_Task description_
Render every line of the records below as a Markdown table with two columns, Row and Line. Number the rows in order and leave out any blank lines.

_Data listing_
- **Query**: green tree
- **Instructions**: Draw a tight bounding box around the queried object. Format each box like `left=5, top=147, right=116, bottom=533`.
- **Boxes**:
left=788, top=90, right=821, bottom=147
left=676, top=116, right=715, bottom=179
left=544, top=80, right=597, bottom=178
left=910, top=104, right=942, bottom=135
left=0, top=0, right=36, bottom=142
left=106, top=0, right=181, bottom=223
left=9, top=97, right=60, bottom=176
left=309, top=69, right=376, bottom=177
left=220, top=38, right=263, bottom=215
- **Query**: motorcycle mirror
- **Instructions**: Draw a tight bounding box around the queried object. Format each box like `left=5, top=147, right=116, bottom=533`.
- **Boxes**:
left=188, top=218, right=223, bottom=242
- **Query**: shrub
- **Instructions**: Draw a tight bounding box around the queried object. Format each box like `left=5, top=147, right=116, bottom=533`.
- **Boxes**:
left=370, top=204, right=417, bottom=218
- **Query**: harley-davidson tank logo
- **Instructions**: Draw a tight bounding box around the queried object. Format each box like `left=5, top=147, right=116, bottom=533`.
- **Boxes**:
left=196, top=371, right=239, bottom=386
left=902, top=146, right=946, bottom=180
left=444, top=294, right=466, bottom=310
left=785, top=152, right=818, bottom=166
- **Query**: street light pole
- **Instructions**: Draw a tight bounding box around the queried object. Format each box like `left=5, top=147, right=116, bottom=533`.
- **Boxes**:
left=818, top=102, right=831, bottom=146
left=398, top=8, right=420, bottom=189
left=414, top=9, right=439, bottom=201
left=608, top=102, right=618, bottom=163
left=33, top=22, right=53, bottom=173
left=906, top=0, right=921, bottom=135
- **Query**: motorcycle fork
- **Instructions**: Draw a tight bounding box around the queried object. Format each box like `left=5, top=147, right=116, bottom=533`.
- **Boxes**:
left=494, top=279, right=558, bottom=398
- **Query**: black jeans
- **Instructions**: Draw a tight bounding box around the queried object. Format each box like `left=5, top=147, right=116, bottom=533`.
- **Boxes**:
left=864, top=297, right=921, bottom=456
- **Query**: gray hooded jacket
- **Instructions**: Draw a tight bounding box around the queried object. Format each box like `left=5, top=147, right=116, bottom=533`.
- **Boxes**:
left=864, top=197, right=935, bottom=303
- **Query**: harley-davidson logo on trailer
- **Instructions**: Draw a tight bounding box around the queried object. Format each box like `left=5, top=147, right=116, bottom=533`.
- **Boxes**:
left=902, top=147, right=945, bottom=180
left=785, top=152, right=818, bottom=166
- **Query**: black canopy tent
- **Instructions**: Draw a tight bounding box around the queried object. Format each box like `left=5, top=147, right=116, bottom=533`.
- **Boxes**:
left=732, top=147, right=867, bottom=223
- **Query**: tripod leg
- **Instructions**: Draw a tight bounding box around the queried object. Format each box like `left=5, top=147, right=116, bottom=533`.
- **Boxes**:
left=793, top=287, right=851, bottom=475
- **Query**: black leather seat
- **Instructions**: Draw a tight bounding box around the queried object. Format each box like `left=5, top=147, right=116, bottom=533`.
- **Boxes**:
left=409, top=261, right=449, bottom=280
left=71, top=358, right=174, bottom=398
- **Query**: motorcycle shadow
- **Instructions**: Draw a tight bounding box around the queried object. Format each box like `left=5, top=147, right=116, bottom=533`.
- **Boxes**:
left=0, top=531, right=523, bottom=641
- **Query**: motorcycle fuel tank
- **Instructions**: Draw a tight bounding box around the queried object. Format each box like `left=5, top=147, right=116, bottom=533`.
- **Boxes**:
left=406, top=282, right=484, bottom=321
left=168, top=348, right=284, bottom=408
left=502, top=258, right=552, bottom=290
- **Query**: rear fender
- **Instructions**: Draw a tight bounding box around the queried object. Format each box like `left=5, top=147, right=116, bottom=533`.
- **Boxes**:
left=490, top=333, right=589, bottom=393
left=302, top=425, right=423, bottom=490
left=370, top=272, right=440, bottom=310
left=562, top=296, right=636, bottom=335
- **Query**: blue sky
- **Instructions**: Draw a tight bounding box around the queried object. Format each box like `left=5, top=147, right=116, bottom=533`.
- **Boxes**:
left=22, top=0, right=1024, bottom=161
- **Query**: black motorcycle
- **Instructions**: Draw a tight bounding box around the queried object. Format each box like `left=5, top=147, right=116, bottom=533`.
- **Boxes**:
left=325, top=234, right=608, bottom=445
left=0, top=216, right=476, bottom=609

_Exercise answer_
| Row | Line |
|---|---|
| 1 | - **Query**: green tree |
| 2 | - **Instructions**: Draw a tight bounding box around the queried object. Format each box like `left=5, top=147, right=116, bottom=533`. |
| 3 | - **Boxes**: |
| 4 | left=788, top=90, right=821, bottom=147 |
| 5 | left=676, top=116, right=715, bottom=179 |
| 6 | left=544, top=80, right=597, bottom=178 |
| 7 | left=910, top=104, right=942, bottom=135 |
| 8 | left=0, top=0, right=36, bottom=142 |
| 9 | left=106, top=0, right=181, bottom=223 |
| 10 | left=9, top=97, right=60, bottom=176 |
| 11 | left=309, top=69, right=376, bottom=177 |
| 12 | left=220, top=38, right=263, bottom=215 |
| 13 | - **Query**: motorcycle mirror |
| 14 | - **Instructions**: Draw a tight bounding box around the queried object. Format each box like `left=5, top=147, right=116, bottom=533`. |
| 15 | - **Boxes**: |
| 16 | left=188, top=218, right=223, bottom=242 |
| 17 | - **Query**: shrub |
| 18 | - **Instructions**: Draw a tight bounding box around the queried object. Format each box like `left=5, top=147, right=116, bottom=533`. |
| 19 | - **Boxes**: |
| 20 | left=370, top=204, right=417, bottom=218 |
| 21 | - **Query**: harley-davidson tank logo |
| 22 | - **Instructions**: Draw a tight bounding box around the queried object. Format each box like `left=5, top=147, right=116, bottom=533`. |
| 23 | - **Boxes**: |
| 24 | left=196, top=371, right=239, bottom=386 |
| 25 | left=902, top=146, right=946, bottom=180 |
| 26 | left=444, top=294, right=466, bottom=310 |
| 27 | left=785, top=152, right=818, bottom=166 |
| 28 | - **Query**: street light pole |
| 29 | - **Instructions**: Draw a tight bounding box around the queried object. Format each box like `left=5, top=147, right=116, bottom=533`. |
| 30 | - **Boxes**: |
| 31 | left=818, top=102, right=831, bottom=146 |
| 32 | left=398, top=8, right=420, bottom=189 |
| 33 | left=414, top=9, right=439, bottom=201 |
| 34 | left=608, top=102, right=618, bottom=163 |
| 35 | left=33, top=22, right=53, bottom=173 |
| 36 | left=906, top=0, right=921, bottom=135 |
| 37 | - **Query**: motorcycle fork |
| 38 | - **Instructions**: Draw a tight bounding box around the queried object. Format each box like `left=5, top=147, right=116, bottom=533`. |
| 39 | - **Boxes**: |
| 40 | left=494, top=279, right=558, bottom=398 |
| 41 | - **Query**: black jeans |
| 42 | - **Instructions**: Draw a tight bounding box around the queried object. Format each box like `left=5, top=147, right=116, bottom=533`. |
| 43 | - **Boxes**: |
| 44 | left=864, top=297, right=921, bottom=456 |
| 45 | - **Query**: gray hooded jacket |
| 46 | - **Instructions**: Draw a tight bounding box around the queried object. Format each box like `left=5, top=147, right=116, bottom=533`. |
| 47 | - **Boxes**: |
| 48 | left=864, top=197, right=935, bottom=303 |
| 49 | - **Query**: harley-davidson logo on trailer |
| 50 | - **Instructions**: Draw a tight bounding box around the queried object. Format each box like `left=5, top=147, right=116, bottom=533`. |
| 51 | - **Boxes**: |
| 52 | left=902, top=147, right=945, bottom=180 |
| 53 | left=785, top=152, right=818, bottom=166 |
| 54 | - **Query**: black canopy tent |
| 55 | - **Instructions**: Draw a tight bounding box around the queried object. Format each box like `left=5, top=147, right=116, bottom=533`. |
| 56 | - **Boxes**: |
| 57 | left=732, top=147, right=867, bottom=223 |
| 58 | - **Query**: tripod leg |
| 59 | - **Instructions**: Draw a tight bounding box around the queried object. Format each box like `left=5, top=147, right=116, bottom=533`. |
| 60 | - **Boxes**: |
| 61 | left=793, top=287, right=851, bottom=475 |
| 62 | - **Query**: black leather seat |
| 63 | - **Instructions**: Draw a tight bounding box around the queried object. Format each box like `left=5, top=147, right=116, bottom=533`. |
| 64 | - **Boxes**: |
| 65 | left=409, top=261, right=449, bottom=280 |
| 66 | left=71, top=358, right=174, bottom=398 |
| 67 | - **Query**: motorcycle shadow |
| 68 | - **Instructions**: Draw a tight bounding box around the queried object. Format each box like `left=5, top=147, right=116, bottom=533`. |
| 69 | - **Boxes**: |
| 70 | left=0, top=531, right=523, bottom=641 |
| 71 | - **Query**: motorcycle fuel tank |
| 72 | - **Instructions**: Draw a tight bounding box around the queried object. Format each box like `left=5, top=147, right=116, bottom=533`. |
| 73 | - **Boxes**: |
| 74 | left=406, top=282, right=484, bottom=321 |
| 75 | left=168, top=348, right=284, bottom=408 |
| 76 | left=502, top=258, right=552, bottom=290 |
| 77 | - **Query**: rear fender |
| 78 | - **Instructions**: Draw a tight bounding box around the queried object. Format each box like `left=5, top=147, right=116, bottom=533`. |
| 79 | - **Boxes**: |
| 80 | left=490, top=333, right=589, bottom=393 |
| 81 | left=302, top=425, right=423, bottom=490 |
| 82 | left=370, top=272, right=440, bottom=310 |
| 83 | left=562, top=296, right=636, bottom=335 |
| 84 | - **Query**: blue sky |
| 85 | - **Instructions**: Draw a tight bounding box around the queried object. Format each box like `left=5, top=147, right=116, bottom=533`. |
| 86 | - **Boxes**: |
| 87 | left=22, top=0, right=1024, bottom=161 |
| 88 | - **Query**: black motorcycle |
| 89 | - **Instructions**: Draw a tight bounding box around the queried object. Format each box like `left=5, top=147, right=116, bottom=533`. |
| 90 | - **Boxes**: |
| 91 | left=325, top=234, right=608, bottom=445 |
| 92 | left=0, top=216, right=476, bottom=609 |